[Pointing dataset records]
· · · · ·

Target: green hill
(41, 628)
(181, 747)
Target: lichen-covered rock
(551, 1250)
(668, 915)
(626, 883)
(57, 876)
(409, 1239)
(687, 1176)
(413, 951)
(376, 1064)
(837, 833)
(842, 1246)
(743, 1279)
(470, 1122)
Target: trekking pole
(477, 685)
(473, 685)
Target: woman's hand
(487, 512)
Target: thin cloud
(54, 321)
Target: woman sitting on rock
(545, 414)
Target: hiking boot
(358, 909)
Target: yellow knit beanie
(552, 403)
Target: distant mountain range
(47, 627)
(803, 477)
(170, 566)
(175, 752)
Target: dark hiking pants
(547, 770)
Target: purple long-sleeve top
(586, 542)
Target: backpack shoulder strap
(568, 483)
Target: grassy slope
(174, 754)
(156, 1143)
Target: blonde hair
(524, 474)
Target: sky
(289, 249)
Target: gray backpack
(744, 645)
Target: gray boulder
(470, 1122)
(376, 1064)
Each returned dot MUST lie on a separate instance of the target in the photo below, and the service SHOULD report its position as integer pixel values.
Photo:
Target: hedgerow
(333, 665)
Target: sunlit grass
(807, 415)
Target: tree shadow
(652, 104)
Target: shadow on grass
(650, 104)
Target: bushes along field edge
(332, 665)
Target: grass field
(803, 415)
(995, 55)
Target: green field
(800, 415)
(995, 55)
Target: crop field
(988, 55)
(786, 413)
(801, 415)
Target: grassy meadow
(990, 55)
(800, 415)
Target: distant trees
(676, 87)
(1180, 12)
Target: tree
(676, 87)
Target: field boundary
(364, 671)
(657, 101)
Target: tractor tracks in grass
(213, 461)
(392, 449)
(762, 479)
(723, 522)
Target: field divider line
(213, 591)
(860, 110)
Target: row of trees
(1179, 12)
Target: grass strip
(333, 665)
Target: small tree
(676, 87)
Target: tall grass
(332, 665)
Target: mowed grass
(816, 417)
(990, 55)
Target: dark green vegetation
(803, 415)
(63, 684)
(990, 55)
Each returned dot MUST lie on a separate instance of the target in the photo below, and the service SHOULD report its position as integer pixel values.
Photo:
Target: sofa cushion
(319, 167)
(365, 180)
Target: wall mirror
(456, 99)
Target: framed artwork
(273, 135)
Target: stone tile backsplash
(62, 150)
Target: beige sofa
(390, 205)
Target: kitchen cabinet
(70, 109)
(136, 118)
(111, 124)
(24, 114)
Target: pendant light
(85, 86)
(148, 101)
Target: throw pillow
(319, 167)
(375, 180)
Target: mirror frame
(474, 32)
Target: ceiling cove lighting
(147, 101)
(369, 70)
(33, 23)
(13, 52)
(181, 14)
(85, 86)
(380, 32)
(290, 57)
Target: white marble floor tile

· · · · ·

WHAT TO WORK ON: Write out all the entries exactly.

TASK RESPONSE:
Target: green hill
(41, 628)
(181, 747)
Target: lichen-covered rock
(551, 1250)
(668, 915)
(626, 883)
(57, 876)
(409, 1239)
(687, 1176)
(413, 951)
(376, 1064)
(837, 833)
(842, 1246)
(743, 1279)
(470, 1122)
Target: trekking pole
(477, 685)
(473, 685)
Target: woman's hand
(487, 512)
Target: thin cloud
(54, 321)
Target: woman sitting on rock
(545, 414)
Target: hiking boot
(358, 909)
Target: yellow knit beanie
(552, 403)
Target: distant mountain range
(47, 627)
(803, 477)
(170, 566)
(175, 752)
Target: dark hiking pants
(547, 770)
Target: purple long-sleeve top
(586, 542)
Target: backpack shoulder strap
(568, 483)
Target: grassy slope
(174, 754)
(156, 1143)
Target: blonde hair
(524, 474)
Target: sky
(289, 249)
Target: gray backpack
(744, 645)
Target: gray boulder
(470, 1122)
(376, 1064)
Each returned dot MUST lie on a separate instance of the target in the photo below, and the service SHOULD report its position as integer pixel values.
Photo:
Target: hedgerow
(333, 665)
Target: sunlit grass
(807, 415)
Target: tree shadow
(652, 104)
Target: shadow on grass
(650, 104)
Target: bushes along field edge
(332, 665)
Target: grass field
(803, 415)
(995, 55)
Target: green field
(800, 415)
(995, 55)
Target: crop field
(988, 55)
(786, 413)
(801, 415)
Target: grassy meadow
(990, 55)
(800, 415)
Target: distant trees
(676, 87)
(1180, 12)
Target: tree
(676, 87)
Target: field boundary
(364, 671)
(657, 101)
Target: tractor tracks in grass
(213, 461)
(392, 449)
(762, 479)
(723, 522)
Target: field divider line
(213, 591)
(860, 110)
Target: row of trees
(1179, 12)
Target: grass strip
(333, 665)
Target: small tree
(676, 87)
Target: tall grass
(332, 665)
Target: mowed grass
(816, 417)
(990, 55)
Target: dark green vegetation
(803, 415)
(63, 684)
(990, 55)
Each returned dot MUST lie on a separate instance of the target in the photo below, and the service SHOULD report its position as integer pixel values.
Photo:
Target: sofa cushion
(319, 167)
(365, 180)
Target: wall mirror
(456, 99)
Target: framed artwork
(273, 135)
Target: stone tile backsplash
(62, 150)
Target: beige sofa
(390, 205)
Target: kitchen cabinet
(70, 109)
(136, 118)
(111, 124)
(24, 114)
Target: pendant light
(85, 86)
(148, 101)
Target: throw pillow
(319, 167)
(375, 180)
Target: mirror frame
(474, 32)
Target: ceiling cove lighting
(147, 101)
(369, 70)
(33, 23)
(13, 52)
(181, 14)
(85, 86)
(380, 32)
(290, 57)
Target: white marble floor tile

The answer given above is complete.